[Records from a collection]
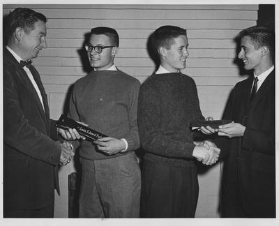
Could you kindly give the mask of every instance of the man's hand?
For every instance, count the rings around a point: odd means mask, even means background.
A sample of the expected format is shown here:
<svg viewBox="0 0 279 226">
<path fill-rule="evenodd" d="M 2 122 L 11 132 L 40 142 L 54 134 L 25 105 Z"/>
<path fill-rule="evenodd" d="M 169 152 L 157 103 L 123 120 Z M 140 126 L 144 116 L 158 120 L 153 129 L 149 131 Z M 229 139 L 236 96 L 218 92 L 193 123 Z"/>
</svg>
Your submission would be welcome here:
<svg viewBox="0 0 279 226">
<path fill-rule="evenodd" d="M 113 137 L 103 137 L 93 142 L 98 149 L 105 153 L 111 156 L 125 149 L 125 142 L 119 139 Z"/>
<path fill-rule="evenodd" d="M 218 135 L 229 138 L 234 137 L 243 137 L 246 127 L 240 123 L 230 123 L 219 126 Z"/>
<path fill-rule="evenodd" d="M 85 126 L 88 126 L 87 124 L 77 121 L 79 123 L 81 123 Z M 82 139 L 85 140 L 85 137 L 82 135 L 81 135 L 75 128 L 71 129 L 69 128 L 68 130 L 64 130 L 61 128 L 58 128 L 58 133 L 61 134 L 61 135 L 64 138 L 65 140 L 79 140 L 79 139 Z"/>
<path fill-rule="evenodd" d="M 60 156 L 60 165 L 66 165 L 70 162 L 75 153 L 69 142 L 64 142 L 60 144 L 61 146 L 61 153 Z"/>
<path fill-rule="evenodd" d="M 207 117 L 205 119 L 206 121 L 213 121 L 213 118 L 211 116 Z M 206 127 L 204 126 L 201 126 L 199 128 L 199 130 L 202 131 L 202 133 L 204 133 L 206 135 L 211 135 L 214 133 L 217 132 L 217 130 L 212 128 L 211 126 L 207 126 Z"/>
<path fill-rule="evenodd" d="M 216 163 L 220 151 L 220 149 L 214 143 L 206 141 L 195 147 L 193 156 L 199 161 L 202 160 L 203 164 L 209 165 Z"/>
<path fill-rule="evenodd" d="M 218 132 L 218 129 L 213 129 L 209 126 L 206 126 L 206 127 L 202 126 L 199 128 L 199 130 L 201 130 L 202 133 L 204 133 L 206 135 L 211 135 L 211 134 Z"/>
</svg>

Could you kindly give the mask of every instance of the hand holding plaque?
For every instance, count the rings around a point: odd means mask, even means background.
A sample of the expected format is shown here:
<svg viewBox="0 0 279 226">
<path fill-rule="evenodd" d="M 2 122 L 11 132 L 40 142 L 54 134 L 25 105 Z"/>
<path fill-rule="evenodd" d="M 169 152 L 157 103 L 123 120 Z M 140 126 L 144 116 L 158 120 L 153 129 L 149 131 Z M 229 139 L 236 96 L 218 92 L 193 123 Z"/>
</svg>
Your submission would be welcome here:
<svg viewBox="0 0 279 226">
<path fill-rule="evenodd" d="M 90 142 L 93 142 L 100 138 L 107 137 L 107 135 L 82 125 L 72 119 L 66 117 L 64 114 L 61 114 L 56 123 L 56 126 L 63 130 L 75 128 L 80 135 L 85 137 L 85 140 Z"/>
<path fill-rule="evenodd" d="M 219 126 L 231 123 L 231 120 L 211 120 L 211 121 L 193 121 L 191 122 L 190 128 L 192 130 L 199 129 L 202 126 L 209 126 L 213 129 L 217 129 Z"/>
</svg>

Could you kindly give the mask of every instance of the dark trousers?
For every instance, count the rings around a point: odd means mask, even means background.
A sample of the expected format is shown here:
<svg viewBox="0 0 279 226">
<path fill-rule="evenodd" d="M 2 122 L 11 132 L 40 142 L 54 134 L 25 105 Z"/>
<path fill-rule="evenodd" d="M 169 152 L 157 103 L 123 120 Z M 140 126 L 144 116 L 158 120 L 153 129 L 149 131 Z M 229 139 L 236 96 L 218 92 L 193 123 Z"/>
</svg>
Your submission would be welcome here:
<svg viewBox="0 0 279 226">
<path fill-rule="evenodd" d="M 3 217 L 9 218 L 53 218 L 54 202 L 45 207 L 28 210 L 4 210 Z"/>
<path fill-rule="evenodd" d="M 199 195 L 195 167 L 176 167 L 144 160 L 141 217 L 194 218 Z"/>
</svg>

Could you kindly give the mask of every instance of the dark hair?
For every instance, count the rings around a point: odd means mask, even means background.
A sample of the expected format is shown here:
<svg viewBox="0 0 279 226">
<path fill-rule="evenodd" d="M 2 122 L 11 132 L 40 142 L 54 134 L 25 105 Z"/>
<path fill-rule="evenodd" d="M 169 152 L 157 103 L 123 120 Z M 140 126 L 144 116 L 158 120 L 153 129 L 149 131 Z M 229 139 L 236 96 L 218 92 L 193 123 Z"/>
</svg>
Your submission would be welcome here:
<svg viewBox="0 0 279 226">
<path fill-rule="evenodd" d="M 254 26 L 241 31 L 238 38 L 244 36 L 251 38 L 252 44 L 257 50 L 266 46 L 269 48 L 271 59 L 274 62 L 275 56 L 275 33 L 274 31 L 266 26 Z"/>
<path fill-rule="evenodd" d="M 42 13 L 28 8 L 17 8 L 5 18 L 3 23 L 4 33 L 8 39 L 17 27 L 24 29 L 28 33 L 34 29 L 34 24 L 41 20 L 47 22 L 47 17 Z"/>
<path fill-rule="evenodd" d="M 170 25 L 160 27 L 151 35 L 152 47 L 158 54 L 160 47 L 169 49 L 172 39 L 179 36 L 187 36 L 186 29 Z"/>
<path fill-rule="evenodd" d="M 117 31 L 110 27 L 97 27 L 91 29 L 91 35 L 100 35 L 103 34 L 107 36 L 112 41 L 112 45 L 119 47 L 119 37 Z"/>
</svg>

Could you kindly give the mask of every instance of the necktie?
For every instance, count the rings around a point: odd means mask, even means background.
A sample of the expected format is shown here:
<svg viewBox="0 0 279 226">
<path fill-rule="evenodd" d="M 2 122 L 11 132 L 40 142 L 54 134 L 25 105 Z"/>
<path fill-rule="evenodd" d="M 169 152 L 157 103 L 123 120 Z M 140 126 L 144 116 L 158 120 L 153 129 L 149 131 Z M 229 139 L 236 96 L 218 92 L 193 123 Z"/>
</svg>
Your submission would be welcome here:
<svg viewBox="0 0 279 226">
<path fill-rule="evenodd" d="M 39 99 L 42 103 L 43 108 L 45 110 L 45 105 L 43 103 L 42 91 L 41 91 L 43 90 L 43 86 L 42 84 L 42 82 L 40 81 L 40 75 L 38 75 L 38 73 L 36 71 L 36 70 L 35 69 L 35 68 L 31 65 L 32 61 L 31 61 L 31 60 L 27 61 L 20 61 L 20 63 L 22 66 L 22 68 L 26 66 L 27 68 L 28 68 L 28 69 L 29 69 L 31 74 L 32 75 L 33 82 L 32 81 L 32 79 L 31 77 L 29 77 L 29 79 L 37 92 Z M 28 75 L 28 74 L 27 74 L 27 75 Z M 28 77 L 29 77 L 29 75 L 28 75 Z"/>
<path fill-rule="evenodd" d="M 32 61 L 20 61 L 20 65 L 22 66 L 22 68 L 27 66 L 28 68 L 29 68 L 31 63 Z"/>
<path fill-rule="evenodd" d="M 259 81 L 259 79 L 257 78 L 257 77 L 255 77 L 254 79 L 254 84 L 252 88 L 251 96 L 250 96 L 250 102 L 252 102 L 252 100 L 255 98 L 255 95 L 256 95 L 257 89 L 257 81 Z"/>
</svg>

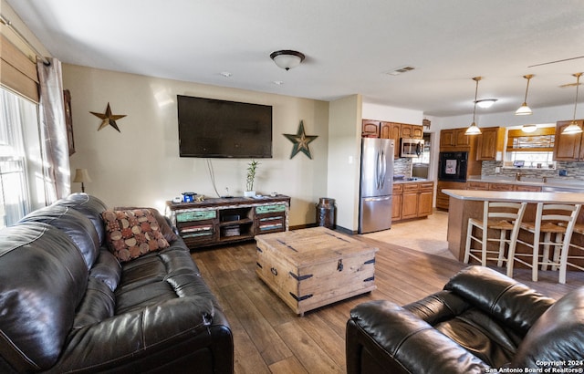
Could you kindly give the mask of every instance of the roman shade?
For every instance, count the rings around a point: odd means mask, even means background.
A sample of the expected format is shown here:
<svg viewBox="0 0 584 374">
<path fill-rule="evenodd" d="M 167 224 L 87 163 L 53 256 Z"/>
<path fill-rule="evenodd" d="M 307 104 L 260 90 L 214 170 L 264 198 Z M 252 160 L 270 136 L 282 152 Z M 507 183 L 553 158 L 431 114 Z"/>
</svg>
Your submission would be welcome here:
<svg viewBox="0 0 584 374">
<path fill-rule="evenodd" d="M 5 35 L 0 35 L 0 83 L 25 98 L 38 102 L 36 64 L 16 47 Z"/>
</svg>

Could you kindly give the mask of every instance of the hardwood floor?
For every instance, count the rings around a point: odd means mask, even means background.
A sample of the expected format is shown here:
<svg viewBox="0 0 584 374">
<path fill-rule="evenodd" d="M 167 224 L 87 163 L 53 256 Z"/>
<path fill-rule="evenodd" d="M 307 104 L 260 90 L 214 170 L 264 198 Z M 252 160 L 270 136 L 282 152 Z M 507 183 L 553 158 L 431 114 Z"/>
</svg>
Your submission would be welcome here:
<svg viewBox="0 0 584 374">
<path fill-rule="evenodd" d="M 231 324 L 235 373 L 344 373 L 345 325 L 352 307 L 375 299 L 399 305 L 413 302 L 442 289 L 466 266 L 443 256 L 363 235 L 355 237 L 380 248 L 375 265 L 377 289 L 307 312 L 302 317 L 256 275 L 254 242 L 193 252 Z M 581 272 L 570 273 L 568 283 L 558 285 L 556 273 L 544 273 L 539 282 L 533 283 L 527 271 L 517 270 L 516 278 L 556 298 L 584 285 Z"/>
</svg>

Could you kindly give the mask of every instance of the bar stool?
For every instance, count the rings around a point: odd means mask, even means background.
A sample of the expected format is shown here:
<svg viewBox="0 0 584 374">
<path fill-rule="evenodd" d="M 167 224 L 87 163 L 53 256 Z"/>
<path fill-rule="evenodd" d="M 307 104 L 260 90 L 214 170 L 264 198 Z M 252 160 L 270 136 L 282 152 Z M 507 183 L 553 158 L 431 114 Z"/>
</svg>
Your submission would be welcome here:
<svg viewBox="0 0 584 374">
<path fill-rule="evenodd" d="M 485 201 L 483 206 L 483 219 L 468 219 L 464 263 L 468 264 L 472 257 L 479 261 L 483 266 L 486 266 L 487 260 L 496 260 L 497 266 L 502 266 L 504 261 L 508 264 L 510 257 L 508 255 L 506 257 L 505 255 L 506 244 L 508 248 L 508 253 L 515 252 L 519 234 L 519 223 L 523 219 L 527 205 L 527 203 Z M 480 236 L 473 234 L 474 228 L 481 231 Z M 489 237 L 488 230 L 498 230 L 500 232 L 499 237 Z M 507 232 L 510 232 L 509 238 L 507 238 Z M 480 243 L 480 248 L 474 248 L 473 242 Z M 488 250 L 487 244 L 489 242 L 498 242 L 498 251 Z M 496 257 L 489 257 L 489 255 L 496 255 Z"/>
<path fill-rule="evenodd" d="M 562 223 L 560 223 L 560 224 L 562 224 Z M 584 223 L 574 223 L 574 229 L 572 231 L 572 234 L 574 234 L 574 233 L 579 234 L 581 235 L 584 235 Z M 579 249 L 580 251 L 584 251 L 584 246 L 573 244 L 571 242 L 571 239 L 570 239 L 569 247 L 570 248 Z M 570 259 L 571 260 L 579 259 L 579 260 L 582 260 L 584 262 L 584 255 L 569 255 L 569 250 L 568 250 L 568 251 L 567 251 L 567 255 L 566 255 L 565 257 L 566 257 L 565 260 L 563 258 L 560 259 L 561 262 L 562 262 L 562 265 L 560 266 L 565 265 L 566 266 L 571 266 L 571 267 L 575 267 L 577 269 L 584 271 L 584 265 L 576 265 L 576 264 L 570 262 Z"/>
<path fill-rule="evenodd" d="M 558 282 L 566 283 L 566 265 L 562 266 L 561 260 L 568 255 L 569 243 L 574 230 L 574 223 L 579 213 L 581 204 L 537 203 L 535 222 L 523 222 L 520 229 L 533 234 L 533 243 L 517 239 L 517 243 L 532 249 L 530 254 L 509 254 L 507 262 L 507 275 L 513 275 L 515 261 L 531 268 L 531 279 L 537 281 L 537 267 L 548 270 L 559 268 Z M 541 234 L 543 234 L 543 240 Z M 543 252 L 539 255 L 539 248 L 543 245 Z M 553 258 L 549 258 L 549 248 L 554 248 Z M 531 262 L 521 259 L 522 256 L 531 257 Z"/>
</svg>

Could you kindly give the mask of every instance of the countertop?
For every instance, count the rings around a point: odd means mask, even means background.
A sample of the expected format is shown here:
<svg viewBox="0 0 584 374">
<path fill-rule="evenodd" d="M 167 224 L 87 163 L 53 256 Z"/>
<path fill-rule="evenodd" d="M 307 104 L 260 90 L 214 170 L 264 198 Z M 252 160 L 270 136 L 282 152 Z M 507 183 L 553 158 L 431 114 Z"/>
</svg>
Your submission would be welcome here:
<svg viewBox="0 0 584 374">
<path fill-rule="evenodd" d="M 471 176 L 466 182 L 485 182 L 487 183 L 506 183 L 506 184 L 518 184 L 518 185 L 526 185 L 526 186 L 537 186 L 537 187 L 549 187 L 549 188 L 557 188 L 557 189 L 566 189 L 566 190 L 574 190 L 576 192 L 579 192 L 579 190 L 581 190 L 584 192 L 584 181 L 578 180 L 565 180 L 561 178 L 548 178 L 546 182 L 544 182 L 543 178 L 535 178 L 535 177 L 527 177 L 525 176 L 521 181 L 516 181 L 513 177 L 497 177 L 497 176 L 489 176 L 489 177 L 481 177 L 481 176 Z"/>
<path fill-rule="evenodd" d="M 442 192 L 454 199 L 469 201 L 584 203 L 584 193 L 476 190 L 443 190 Z"/>
<path fill-rule="evenodd" d="M 434 181 L 429 180 L 429 179 L 425 179 L 425 178 L 405 178 L 405 179 L 394 180 L 393 183 L 394 184 L 397 184 L 397 183 L 419 183 L 421 182 L 434 182 Z"/>
</svg>

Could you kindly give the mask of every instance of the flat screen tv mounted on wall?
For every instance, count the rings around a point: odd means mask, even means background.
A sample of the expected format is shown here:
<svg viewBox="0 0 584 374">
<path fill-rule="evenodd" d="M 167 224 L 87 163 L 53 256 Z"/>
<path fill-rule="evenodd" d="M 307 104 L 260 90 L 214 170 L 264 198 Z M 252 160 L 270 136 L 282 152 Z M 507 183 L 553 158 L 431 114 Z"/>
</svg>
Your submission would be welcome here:
<svg viewBox="0 0 584 374">
<path fill-rule="evenodd" d="M 271 158 L 272 107 L 177 95 L 181 157 Z"/>
</svg>

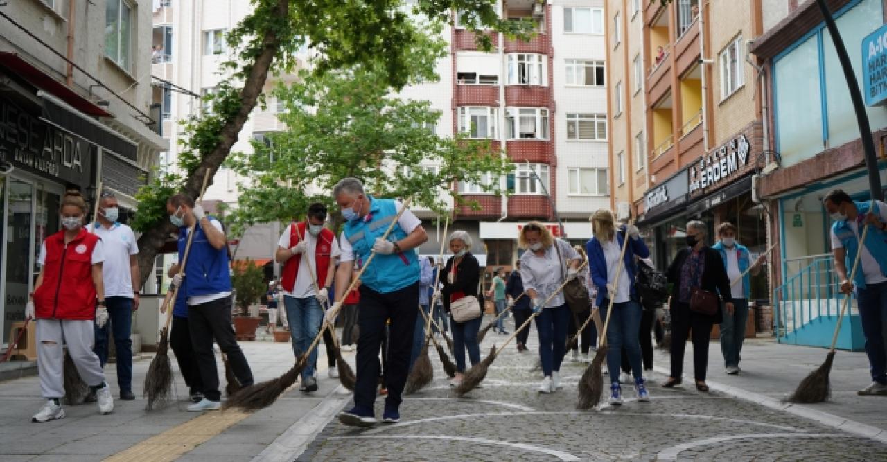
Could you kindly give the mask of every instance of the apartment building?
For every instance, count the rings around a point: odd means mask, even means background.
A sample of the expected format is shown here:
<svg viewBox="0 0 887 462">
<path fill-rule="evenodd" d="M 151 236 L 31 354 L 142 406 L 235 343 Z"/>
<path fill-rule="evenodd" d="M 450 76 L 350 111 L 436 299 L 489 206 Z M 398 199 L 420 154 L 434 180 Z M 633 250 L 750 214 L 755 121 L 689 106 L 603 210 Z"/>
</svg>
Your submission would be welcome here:
<svg viewBox="0 0 887 462">
<path fill-rule="evenodd" d="M 122 221 L 167 143 L 150 90 L 151 2 L 20 0 L 0 8 L 0 342 L 24 320 L 65 191 L 113 191 Z M 100 24 L 103 27 L 96 27 Z M 152 290 L 149 288 L 149 290 Z"/>
</svg>

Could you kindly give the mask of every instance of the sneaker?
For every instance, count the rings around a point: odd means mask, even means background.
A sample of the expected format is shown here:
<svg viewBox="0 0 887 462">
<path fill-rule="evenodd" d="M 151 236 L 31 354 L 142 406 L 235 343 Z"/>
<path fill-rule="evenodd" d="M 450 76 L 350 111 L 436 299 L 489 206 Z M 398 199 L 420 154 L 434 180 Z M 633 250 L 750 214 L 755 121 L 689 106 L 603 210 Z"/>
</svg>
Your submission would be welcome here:
<svg viewBox="0 0 887 462">
<path fill-rule="evenodd" d="M 349 427 L 373 427 L 376 423 L 376 416 L 373 410 L 354 406 L 349 411 L 339 412 L 339 421 Z"/>
<path fill-rule="evenodd" d="M 618 406 L 623 403 L 624 402 L 622 399 L 622 387 L 617 382 L 613 382 L 610 385 L 609 403 L 612 406 Z"/>
<path fill-rule="evenodd" d="M 98 401 L 98 412 L 101 414 L 110 414 L 114 411 L 114 398 L 111 397 L 111 387 L 105 384 L 105 387 L 96 390 L 96 398 Z"/>
<path fill-rule="evenodd" d="M 647 391 L 647 380 L 643 379 L 634 380 L 634 395 L 637 396 L 639 403 L 649 403 L 650 394 Z"/>
<path fill-rule="evenodd" d="M 40 408 L 40 411 L 36 414 L 34 414 L 31 421 L 35 424 L 42 424 L 58 419 L 65 419 L 65 410 L 61 408 L 61 404 L 56 404 L 55 401 L 48 399 L 43 407 Z"/>
<path fill-rule="evenodd" d="M 552 387 L 552 378 L 546 376 L 539 384 L 539 393 L 551 393 L 554 388 Z"/>
<path fill-rule="evenodd" d="M 207 398 L 188 406 L 188 412 L 203 412 L 204 411 L 218 411 L 222 408 L 222 403 L 218 401 L 209 401 Z"/>
<path fill-rule="evenodd" d="M 856 394 L 861 395 L 887 395 L 887 384 L 872 382 L 868 387 L 862 388 L 861 390 L 856 392 Z"/>
</svg>

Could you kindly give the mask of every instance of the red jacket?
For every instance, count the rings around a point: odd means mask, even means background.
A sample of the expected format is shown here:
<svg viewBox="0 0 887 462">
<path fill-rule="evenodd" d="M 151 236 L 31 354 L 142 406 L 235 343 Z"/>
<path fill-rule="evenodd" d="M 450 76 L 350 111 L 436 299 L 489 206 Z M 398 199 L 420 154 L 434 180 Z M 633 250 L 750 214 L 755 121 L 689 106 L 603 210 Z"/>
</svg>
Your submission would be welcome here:
<svg viewBox="0 0 887 462">
<path fill-rule="evenodd" d="M 34 291 L 37 318 L 92 320 L 96 316 L 96 286 L 92 284 L 92 250 L 99 238 L 80 230 L 65 244 L 65 230 L 48 238 L 43 282 Z"/>
<path fill-rule="evenodd" d="M 289 228 L 289 248 L 298 244 L 307 232 L 305 222 L 293 223 Z M 298 231 L 296 231 L 298 228 Z M 333 251 L 333 239 L 335 235 L 333 231 L 324 228 L 318 236 L 318 246 L 314 249 L 314 265 L 317 270 L 318 286 L 323 288 L 326 283 L 326 271 L 330 267 L 330 254 Z M 293 293 L 295 288 L 295 278 L 299 274 L 299 265 L 302 263 L 302 255 L 293 255 L 283 265 L 283 274 L 280 277 L 280 284 L 284 290 Z"/>
</svg>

#### Problem description
Copy out every line from the one containing "of the sneaker?" down to the one containing "349 427 L 373", with both of those lines included.

#### Output of the exercise
Could you kindly give the mask of every instance of the sneaker?
For every instance, count the rings around a point: odd means mask, even means background.
A sample of the expected format is shown here:
<svg viewBox="0 0 887 462">
<path fill-rule="evenodd" d="M 151 236 L 31 354 L 142 406 L 235 343 Z"/>
<path fill-rule="evenodd" d="M 450 76 L 350 111 L 436 299 L 489 206 Z M 398 199 L 420 154 L 434 180 Z M 633 250 L 750 214 L 755 121 L 689 106 L 603 210 Z"/>
</svg>
Your submission would be welcome here:
<svg viewBox="0 0 887 462">
<path fill-rule="evenodd" d="M 349 427 L 373 427 L 376 423 L 376 416 L 373 410 L 354 406 L 349 411 L 339 412 L 339 421 Z"/>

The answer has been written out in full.